Text block:
┄┄┄┄┄┄
The current issue of Texas Monthly takes on the Dallas FBI corruption investigation, sort of, in a "Behind the Lines" essay by deputy editor Brian D. Sweany. He invokes Dallas, the TV show, and another TV show, The Wire, to conclude that, "Like any good drama, it may take a while for the truth to come out."
That's a safe statement to make about a lot of things, like how to pick the best pickup truck or which grocery store has more fresh produce. I think it's a safe statement to make about walking down the street.
Sigh. Probably the smartest thing we could do in Dallas is just go along with everything people from outside the city write about us, because, as wide of the mark as some of it may be, it's usually better than the truth.
Sweany grew up in Plano and worked for D Magazine, so it's probably unfair to expect him to understand Dallas. (He lives in Sachse.) He doesn't much. Nor is he entirely wrong. His central thesis is that "The old racist order presented few pathways to power for church and political leadership in the south looking for influence."
So the only way to be a civil rights leader in Dallas was to take bribes.
Double sigh.
If it was an old racist order, why would it ever have "presented" any morally acceptable pathways to power at all? Why would black people ever have wanted to touch any of the pathways presented to them by an old racist order?
In his 1989 book Parting the Waters, Taylor Branch recounted how the old racist order in just about every city in the Old South offered pathways to power to the civil rights movement leadership, and the leadership shot them down. When white leaders offered piecemeal accommodations to desegregation, the civil rights leadership said, to paraphrase, "No, just bring the dogs out on national TV and use them on our children. We'll just go ahead and see how that one plays out for you."
Dallas may not have been the only exception to that rule, but it was a big one. Here, black leadership took the accommodation, and that is what we see played out now in these waves of public corruption investigations now in Dallas.
This isn't about racist white people waging war on fearless black revolutionaries. Quite the contrary. This is about the longstanding tradition of cooperation and accommodation between the races in Dallas. That's what keeps sending black politicians to the pen. It's not that they don't get along with the white power structure. It's that they do.
I spent a good long time on the phone this morning with a person who is a white progressive veteran of electoral politics in Dallas, who refused to speak to me about this unless I agreed not to name or identify him or her. This person has had enough, been beaten about the ears enough times, does not want back into the fray in any way.
The person was talking to me about the use of "consultants," or middlemen, in the political diplomacy between the Park Cities-based white power structure and black leadership in southern Dallas. It is, the person said, the key.
┄┄┄┄┄┄
Object detection data
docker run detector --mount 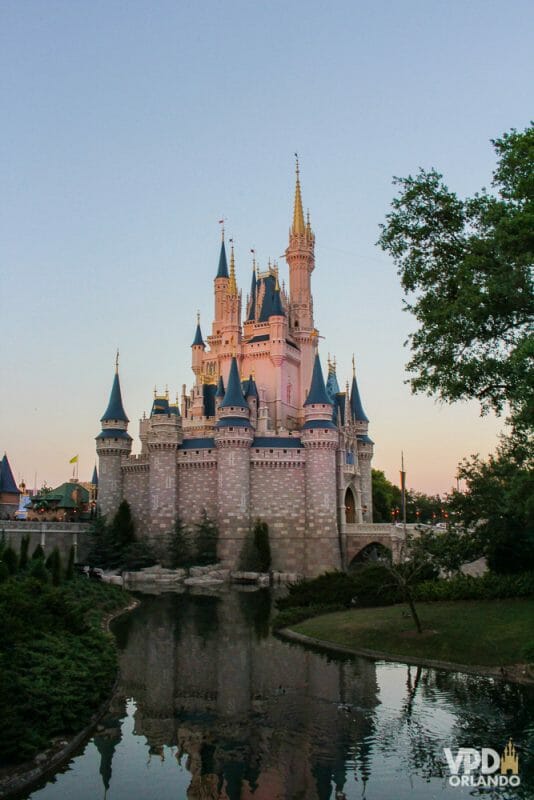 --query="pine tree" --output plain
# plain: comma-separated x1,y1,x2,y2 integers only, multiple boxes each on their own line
32,544,44,561
167,517,193,569
65,545,74,581
45,546,62,586
2,545,19,575
19,534,30,572
195,508,219,565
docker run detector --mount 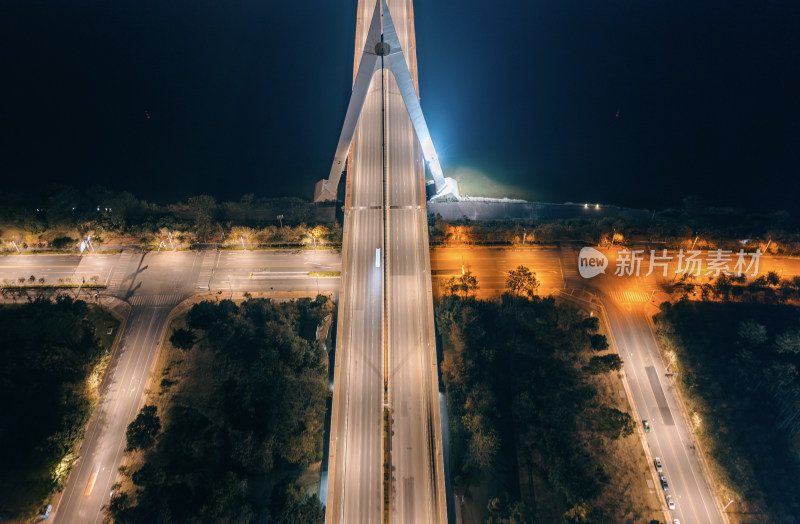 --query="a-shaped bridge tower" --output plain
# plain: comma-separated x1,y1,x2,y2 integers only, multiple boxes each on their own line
314,2,459,202
320,0,447,524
┄┄┄┄┄┄
Complete the following:
(a) Answer these questions about the text on Dallas corruption:
(i) Where did Sweany grow up?
(ii) In what year was Parting the Waters published?
(iii) What other word does the text give for "consultants"?
(b) Rewrite the part of the text on Dallas corruption between "The current issue" and "than the truth.", inclusive, swapping "pickup truck" for "minivan".

Complete answers:
(a)
(i) Plano
(ii) 1989
(iii) Middlemen

(b)
The current issue of Texas Monthly takes on the Dallas FBI corruption investigation, sort of, in a "Behind the Lines" essay by deputy editor Brian D. Sweany. He invokes Dallas, the TV show, and another TV show, The Wire, to conclude that, "Like any good drama, it may take a while for the truth to come out."
That's a safe statement to make about a lot of things, like how to pick the best minivan or which grocery store has more fresh produce. I think it's a safe statement to make about walking down the street.
Sigh. Probably the smartest thing we could do in Dallas is just go along with everything people from outside the city write about us, because, as wide of the mark as some of it may be, it's usually better than the truth.